*** Material shown ***
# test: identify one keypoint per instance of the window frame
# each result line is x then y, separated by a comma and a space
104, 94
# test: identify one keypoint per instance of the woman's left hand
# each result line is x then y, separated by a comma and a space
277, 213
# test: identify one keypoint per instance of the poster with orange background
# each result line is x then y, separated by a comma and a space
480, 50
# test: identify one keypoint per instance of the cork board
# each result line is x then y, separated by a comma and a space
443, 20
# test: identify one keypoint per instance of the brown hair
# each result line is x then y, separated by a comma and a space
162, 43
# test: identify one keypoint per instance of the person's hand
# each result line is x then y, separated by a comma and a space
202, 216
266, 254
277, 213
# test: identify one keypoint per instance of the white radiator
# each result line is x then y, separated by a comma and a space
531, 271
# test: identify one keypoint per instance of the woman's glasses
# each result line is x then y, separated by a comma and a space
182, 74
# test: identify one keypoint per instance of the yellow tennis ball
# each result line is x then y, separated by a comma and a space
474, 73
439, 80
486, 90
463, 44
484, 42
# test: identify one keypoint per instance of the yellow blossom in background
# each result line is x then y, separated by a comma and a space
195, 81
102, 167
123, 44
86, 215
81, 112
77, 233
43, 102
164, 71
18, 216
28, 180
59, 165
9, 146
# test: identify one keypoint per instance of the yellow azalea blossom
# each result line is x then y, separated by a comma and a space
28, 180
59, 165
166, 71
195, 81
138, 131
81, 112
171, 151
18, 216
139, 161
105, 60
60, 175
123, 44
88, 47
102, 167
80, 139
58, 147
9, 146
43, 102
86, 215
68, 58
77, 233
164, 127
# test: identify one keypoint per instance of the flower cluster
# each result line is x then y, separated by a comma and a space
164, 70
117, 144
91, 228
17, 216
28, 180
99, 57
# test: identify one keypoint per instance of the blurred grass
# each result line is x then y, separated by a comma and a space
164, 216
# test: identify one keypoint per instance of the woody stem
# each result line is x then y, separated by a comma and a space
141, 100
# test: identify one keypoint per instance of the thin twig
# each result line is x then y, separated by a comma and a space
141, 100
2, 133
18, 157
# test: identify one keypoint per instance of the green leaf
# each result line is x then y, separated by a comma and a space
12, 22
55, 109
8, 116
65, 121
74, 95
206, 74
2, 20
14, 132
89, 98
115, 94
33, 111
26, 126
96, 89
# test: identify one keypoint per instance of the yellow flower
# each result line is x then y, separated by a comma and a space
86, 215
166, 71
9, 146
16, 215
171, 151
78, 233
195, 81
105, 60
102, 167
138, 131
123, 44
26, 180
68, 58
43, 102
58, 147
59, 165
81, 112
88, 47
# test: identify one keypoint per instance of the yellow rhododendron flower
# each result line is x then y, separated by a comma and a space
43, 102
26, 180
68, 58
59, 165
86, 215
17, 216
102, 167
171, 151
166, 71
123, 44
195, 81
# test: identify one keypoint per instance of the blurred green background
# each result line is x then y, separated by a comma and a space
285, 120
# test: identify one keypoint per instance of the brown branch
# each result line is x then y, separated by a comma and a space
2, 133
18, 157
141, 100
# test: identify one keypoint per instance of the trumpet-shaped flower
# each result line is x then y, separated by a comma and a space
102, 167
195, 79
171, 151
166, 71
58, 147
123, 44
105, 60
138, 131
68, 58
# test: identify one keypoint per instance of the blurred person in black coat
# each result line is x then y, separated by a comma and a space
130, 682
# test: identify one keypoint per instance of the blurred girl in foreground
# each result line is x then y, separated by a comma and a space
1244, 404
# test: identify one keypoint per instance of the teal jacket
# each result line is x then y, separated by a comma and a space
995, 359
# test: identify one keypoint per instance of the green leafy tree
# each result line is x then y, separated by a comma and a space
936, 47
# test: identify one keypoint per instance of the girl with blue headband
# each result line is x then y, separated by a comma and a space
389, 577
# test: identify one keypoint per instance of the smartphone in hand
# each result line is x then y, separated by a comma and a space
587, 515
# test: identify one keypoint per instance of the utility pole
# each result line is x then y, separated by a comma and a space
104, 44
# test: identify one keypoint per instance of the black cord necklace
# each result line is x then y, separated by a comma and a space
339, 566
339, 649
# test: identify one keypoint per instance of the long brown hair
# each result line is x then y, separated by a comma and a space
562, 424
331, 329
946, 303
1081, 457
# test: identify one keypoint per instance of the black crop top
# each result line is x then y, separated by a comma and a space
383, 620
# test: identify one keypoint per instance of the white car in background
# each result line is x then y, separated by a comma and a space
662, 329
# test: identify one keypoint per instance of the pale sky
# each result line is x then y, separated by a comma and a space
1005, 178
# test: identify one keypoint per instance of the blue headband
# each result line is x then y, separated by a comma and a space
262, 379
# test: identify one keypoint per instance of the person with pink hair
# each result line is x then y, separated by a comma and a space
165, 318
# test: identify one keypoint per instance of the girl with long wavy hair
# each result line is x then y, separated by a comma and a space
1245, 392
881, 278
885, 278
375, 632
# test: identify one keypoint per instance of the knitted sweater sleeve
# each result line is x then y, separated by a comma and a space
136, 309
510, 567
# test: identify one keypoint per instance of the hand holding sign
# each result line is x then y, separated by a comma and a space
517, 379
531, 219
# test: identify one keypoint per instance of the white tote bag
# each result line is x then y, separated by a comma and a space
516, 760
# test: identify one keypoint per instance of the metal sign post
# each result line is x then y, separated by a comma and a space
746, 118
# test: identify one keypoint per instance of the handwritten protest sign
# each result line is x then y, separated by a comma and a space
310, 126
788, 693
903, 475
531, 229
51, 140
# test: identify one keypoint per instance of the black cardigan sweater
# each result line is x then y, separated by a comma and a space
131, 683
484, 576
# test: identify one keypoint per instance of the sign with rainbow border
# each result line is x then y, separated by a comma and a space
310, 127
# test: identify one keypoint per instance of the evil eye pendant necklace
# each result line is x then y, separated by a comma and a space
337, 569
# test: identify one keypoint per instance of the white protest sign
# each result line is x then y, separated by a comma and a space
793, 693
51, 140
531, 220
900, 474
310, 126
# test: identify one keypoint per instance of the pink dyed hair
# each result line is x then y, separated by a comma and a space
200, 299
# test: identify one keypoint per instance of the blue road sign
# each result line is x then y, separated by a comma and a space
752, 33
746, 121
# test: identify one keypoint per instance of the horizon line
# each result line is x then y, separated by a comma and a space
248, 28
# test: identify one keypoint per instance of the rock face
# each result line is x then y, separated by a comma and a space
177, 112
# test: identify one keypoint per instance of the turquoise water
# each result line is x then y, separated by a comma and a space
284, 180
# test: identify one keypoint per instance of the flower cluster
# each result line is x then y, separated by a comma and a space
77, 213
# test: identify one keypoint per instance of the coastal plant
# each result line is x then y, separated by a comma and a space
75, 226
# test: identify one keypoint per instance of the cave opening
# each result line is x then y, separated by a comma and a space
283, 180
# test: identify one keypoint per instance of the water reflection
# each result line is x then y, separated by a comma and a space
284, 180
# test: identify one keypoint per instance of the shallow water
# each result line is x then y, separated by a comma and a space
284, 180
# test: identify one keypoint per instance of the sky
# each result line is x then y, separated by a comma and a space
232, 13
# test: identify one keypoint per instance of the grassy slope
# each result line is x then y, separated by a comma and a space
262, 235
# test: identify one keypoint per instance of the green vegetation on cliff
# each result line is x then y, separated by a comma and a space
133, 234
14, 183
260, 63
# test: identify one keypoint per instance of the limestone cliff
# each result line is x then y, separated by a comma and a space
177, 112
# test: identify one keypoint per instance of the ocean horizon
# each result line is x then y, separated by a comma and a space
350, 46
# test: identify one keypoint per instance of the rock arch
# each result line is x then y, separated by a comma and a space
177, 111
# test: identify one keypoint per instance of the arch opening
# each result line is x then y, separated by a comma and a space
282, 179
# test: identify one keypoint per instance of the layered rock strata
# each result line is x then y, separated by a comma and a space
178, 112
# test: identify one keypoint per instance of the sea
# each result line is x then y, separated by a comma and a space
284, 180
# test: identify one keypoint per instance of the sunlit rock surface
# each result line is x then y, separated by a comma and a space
*** End of Material shown ***
§ **Task details**: Transcribe the opening lines of the listing exactly, please. Stop after the line that contains "# test: identify one keypoint per instance of the poster".

§ **Output of the task**:
# test: identify one keypoint per instance of the window frame
# each result line is x then y, separated by a comma and a space
104, 94
# test: identify one keypoint per instance of the woman's left hand
# each result line is x then y, separated by a comma and a space
277, 213
# test: identify one keypoint per instance of the poster with orange background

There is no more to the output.